## WORK ORDER
In full and unchanged, output the entries that follow.

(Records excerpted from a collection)
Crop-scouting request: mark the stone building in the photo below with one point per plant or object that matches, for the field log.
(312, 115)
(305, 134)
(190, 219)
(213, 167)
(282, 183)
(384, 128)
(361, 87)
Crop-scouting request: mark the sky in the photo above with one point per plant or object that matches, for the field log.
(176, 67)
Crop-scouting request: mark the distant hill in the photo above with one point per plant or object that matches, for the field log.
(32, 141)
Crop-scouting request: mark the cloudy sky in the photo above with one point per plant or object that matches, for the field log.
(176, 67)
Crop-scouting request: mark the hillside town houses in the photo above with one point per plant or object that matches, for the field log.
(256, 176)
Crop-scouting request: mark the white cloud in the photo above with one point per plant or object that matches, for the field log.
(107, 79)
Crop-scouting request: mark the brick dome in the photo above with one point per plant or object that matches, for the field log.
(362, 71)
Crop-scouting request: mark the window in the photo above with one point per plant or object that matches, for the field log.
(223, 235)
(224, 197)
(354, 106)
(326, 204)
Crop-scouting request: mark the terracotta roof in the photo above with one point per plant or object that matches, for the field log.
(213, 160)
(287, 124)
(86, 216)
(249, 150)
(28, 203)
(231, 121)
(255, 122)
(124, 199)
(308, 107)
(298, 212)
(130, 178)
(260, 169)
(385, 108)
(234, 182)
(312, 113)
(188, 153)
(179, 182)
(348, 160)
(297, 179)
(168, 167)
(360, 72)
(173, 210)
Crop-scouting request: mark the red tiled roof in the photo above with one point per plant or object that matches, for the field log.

## WORKED SOLUTION
Crop-scouting request: mark the stone building in the photo below with one point per plant or object that matches, for the field log.
(312, 115)
(305, 134)
(190, 219)
(213, 167)
(282, 183)
(384, 128)
(361, 87)
Crop-scouting request: mark the sky in the photo above with one point per plant or object that matches, for the field log.
(176, 67)
Crop-scouting request: mark the distant hill in the photo above with one point per plant or object that matches, for the field log.
(32, 141)
Crop-scouting request: mark the cloudy sky in the photo above with one point per plant or object that matches, for the field log.
(176, 67)
Crop-scouting request: mark the hillside town houses in the photo above with one point per plant or object that matches, for the field log.
(256, 176)
Crop-scouting request: mark the white cloud in the photo above with one point per plant or object that matches, for the field log.
(107, 79)
Crop-scouting request: mark the brick dome in the photo above with one point per plant or object that matches, for the field log.
(362, 71)
Crop-scouting request: mark the window in the photo above with one point per plant or object that matches, for the field log.
(223, 235)
(224, 197)
(354, 106)
(326, 204)
Crop-scouting request: mark the terracotta roof in the photo above with one point per plant or object that matches, for the field log.
(213, 160)
(287, 124)
(86, 216)
(249, 150)
(28, 203)
(231, 121)
(255, 122)
(124, 199)
(308, 107)
(298, 212)
(130, 178)
(260, 169)
(385, 108)
(234, 182)
(312, 113)
(188, 153)
(179, 182)
(348, 160)
(297, 179)
(168, 167)
(360, 72)
(173, 210)
Crop-scouting request: mark the red tiled roof in the photo above with one point per plant or object that matches, for the field log.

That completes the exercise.